Entries ::
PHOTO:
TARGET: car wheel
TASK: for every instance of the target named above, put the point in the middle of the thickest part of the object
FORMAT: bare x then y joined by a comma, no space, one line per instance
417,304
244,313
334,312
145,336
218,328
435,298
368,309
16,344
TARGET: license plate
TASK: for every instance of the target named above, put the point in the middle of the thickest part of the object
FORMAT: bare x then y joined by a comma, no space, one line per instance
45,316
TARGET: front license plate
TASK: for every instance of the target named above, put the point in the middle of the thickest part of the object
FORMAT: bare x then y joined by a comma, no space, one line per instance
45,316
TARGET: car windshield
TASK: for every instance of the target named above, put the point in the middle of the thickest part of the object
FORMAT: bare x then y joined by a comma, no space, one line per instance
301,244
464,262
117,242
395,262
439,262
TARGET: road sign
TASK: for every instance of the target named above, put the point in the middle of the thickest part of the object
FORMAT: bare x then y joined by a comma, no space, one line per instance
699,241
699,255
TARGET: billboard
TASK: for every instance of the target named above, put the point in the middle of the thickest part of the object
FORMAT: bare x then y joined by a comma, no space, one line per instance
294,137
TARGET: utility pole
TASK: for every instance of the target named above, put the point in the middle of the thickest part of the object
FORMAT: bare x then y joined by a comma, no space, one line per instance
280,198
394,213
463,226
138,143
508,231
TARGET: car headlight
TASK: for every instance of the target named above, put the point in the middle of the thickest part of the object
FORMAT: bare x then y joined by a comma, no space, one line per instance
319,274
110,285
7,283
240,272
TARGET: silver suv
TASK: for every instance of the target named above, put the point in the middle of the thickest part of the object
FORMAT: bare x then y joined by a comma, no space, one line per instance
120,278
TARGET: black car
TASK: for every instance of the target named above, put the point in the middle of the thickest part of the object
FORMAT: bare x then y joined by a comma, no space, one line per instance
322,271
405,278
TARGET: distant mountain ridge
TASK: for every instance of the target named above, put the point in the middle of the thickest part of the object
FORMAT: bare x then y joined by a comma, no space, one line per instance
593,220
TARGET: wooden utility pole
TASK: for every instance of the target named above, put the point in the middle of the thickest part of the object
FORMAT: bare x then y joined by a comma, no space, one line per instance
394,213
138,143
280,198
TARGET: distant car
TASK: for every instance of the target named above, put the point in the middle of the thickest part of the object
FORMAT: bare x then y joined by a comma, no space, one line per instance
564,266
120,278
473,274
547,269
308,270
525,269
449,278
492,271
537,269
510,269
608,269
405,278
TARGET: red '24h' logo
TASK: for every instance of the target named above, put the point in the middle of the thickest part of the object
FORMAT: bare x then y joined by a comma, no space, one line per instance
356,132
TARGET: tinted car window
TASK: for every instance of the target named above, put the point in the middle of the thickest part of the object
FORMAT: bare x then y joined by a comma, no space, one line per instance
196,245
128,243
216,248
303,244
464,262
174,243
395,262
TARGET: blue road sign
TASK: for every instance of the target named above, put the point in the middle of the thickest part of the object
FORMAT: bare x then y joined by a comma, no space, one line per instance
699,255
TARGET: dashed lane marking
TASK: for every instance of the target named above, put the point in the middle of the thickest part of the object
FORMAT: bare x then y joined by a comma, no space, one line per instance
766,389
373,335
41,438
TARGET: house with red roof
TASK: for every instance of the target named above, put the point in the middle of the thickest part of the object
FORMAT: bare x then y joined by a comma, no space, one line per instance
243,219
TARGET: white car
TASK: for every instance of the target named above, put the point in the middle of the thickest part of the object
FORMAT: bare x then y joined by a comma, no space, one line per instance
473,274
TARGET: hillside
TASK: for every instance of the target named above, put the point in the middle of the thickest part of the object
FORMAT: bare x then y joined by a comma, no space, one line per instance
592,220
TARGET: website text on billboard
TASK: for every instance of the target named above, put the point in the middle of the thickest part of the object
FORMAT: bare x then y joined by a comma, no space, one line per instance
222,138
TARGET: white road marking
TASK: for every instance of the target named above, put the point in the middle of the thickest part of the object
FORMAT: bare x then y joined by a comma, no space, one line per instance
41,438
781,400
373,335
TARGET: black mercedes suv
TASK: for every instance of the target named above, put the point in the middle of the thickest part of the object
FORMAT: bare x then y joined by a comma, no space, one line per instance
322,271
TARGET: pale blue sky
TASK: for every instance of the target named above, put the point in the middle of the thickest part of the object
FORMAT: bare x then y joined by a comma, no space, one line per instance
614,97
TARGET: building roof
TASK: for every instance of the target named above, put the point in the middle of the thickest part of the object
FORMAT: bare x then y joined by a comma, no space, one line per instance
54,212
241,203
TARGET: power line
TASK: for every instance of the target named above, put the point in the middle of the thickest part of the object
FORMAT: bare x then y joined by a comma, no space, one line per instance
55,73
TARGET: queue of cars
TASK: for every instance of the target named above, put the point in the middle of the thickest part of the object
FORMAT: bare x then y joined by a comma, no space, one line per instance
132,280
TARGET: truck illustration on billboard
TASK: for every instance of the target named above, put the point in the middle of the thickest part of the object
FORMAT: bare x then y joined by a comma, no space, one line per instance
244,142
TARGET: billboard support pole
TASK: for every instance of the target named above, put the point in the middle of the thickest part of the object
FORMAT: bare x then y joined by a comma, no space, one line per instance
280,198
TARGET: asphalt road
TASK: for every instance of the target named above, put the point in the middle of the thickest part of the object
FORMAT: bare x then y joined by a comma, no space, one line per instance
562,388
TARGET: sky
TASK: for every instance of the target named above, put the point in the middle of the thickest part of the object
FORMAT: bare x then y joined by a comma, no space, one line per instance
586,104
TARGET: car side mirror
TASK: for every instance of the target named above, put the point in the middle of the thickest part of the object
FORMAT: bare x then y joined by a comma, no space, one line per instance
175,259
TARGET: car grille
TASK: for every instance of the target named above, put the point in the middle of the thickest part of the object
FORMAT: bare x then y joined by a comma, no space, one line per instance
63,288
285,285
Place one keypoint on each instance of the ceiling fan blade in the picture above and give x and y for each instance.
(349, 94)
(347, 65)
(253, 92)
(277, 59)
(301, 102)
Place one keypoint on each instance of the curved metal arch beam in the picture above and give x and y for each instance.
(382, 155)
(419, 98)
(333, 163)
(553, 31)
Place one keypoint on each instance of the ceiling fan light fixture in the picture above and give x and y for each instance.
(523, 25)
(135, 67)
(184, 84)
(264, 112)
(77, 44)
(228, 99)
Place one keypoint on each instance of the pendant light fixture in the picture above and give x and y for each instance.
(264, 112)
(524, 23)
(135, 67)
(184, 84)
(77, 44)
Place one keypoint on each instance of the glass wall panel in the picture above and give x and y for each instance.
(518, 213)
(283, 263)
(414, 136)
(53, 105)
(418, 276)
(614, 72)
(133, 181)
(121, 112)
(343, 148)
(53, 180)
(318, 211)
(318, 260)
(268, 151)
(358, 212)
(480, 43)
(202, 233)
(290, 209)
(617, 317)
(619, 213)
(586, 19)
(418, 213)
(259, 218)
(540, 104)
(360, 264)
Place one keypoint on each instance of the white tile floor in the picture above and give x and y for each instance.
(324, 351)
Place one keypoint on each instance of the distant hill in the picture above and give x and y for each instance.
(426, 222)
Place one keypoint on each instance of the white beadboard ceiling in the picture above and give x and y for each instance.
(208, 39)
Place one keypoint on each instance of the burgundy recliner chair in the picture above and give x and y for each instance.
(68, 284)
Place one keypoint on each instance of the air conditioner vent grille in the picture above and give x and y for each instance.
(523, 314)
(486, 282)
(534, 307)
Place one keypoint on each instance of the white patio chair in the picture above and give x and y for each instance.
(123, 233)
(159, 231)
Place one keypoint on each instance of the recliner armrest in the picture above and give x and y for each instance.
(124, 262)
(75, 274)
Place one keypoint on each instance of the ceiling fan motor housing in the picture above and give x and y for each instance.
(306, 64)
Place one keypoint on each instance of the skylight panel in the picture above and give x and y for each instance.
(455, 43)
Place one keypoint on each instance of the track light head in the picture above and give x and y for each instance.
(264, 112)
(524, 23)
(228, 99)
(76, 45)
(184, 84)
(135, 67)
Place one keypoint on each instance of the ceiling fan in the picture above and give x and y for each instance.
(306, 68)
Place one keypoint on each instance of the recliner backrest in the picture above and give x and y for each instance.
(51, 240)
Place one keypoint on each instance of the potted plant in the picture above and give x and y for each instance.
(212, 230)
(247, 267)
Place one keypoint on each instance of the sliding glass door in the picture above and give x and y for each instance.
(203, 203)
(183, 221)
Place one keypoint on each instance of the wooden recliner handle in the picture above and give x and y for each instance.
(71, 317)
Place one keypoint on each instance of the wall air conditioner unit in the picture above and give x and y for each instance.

Directive :: Give again, word for word, every line from the one holding "Place one keypoint on each instance of the ceiling fan in" to the end of the data.

The answer ::
Place one keypoint on each instance of the ceiling fan in the picture above and give x and y for each instance.
(306, 68)
Place one keypoint on each instance of the recliner backrest in the picture above and give x and y for each instance.
(51, 240)
Place one keypoint on each instance of the potted plant in the picture above and give x and y for each instance.
(212, 230)
(247, 267)
Place one keypoint on each instance of the sliding glass door in the picture above and give x and y for each instance.
(203, 203)
(183, 221)
Place one keypoint on each instance of the wooden recliner handle in the picture above and give x and y for each instance.
(71, 317)
Place one keypoint on each instance of the wall air conditioner unit in the picture above and give x and y for each instance.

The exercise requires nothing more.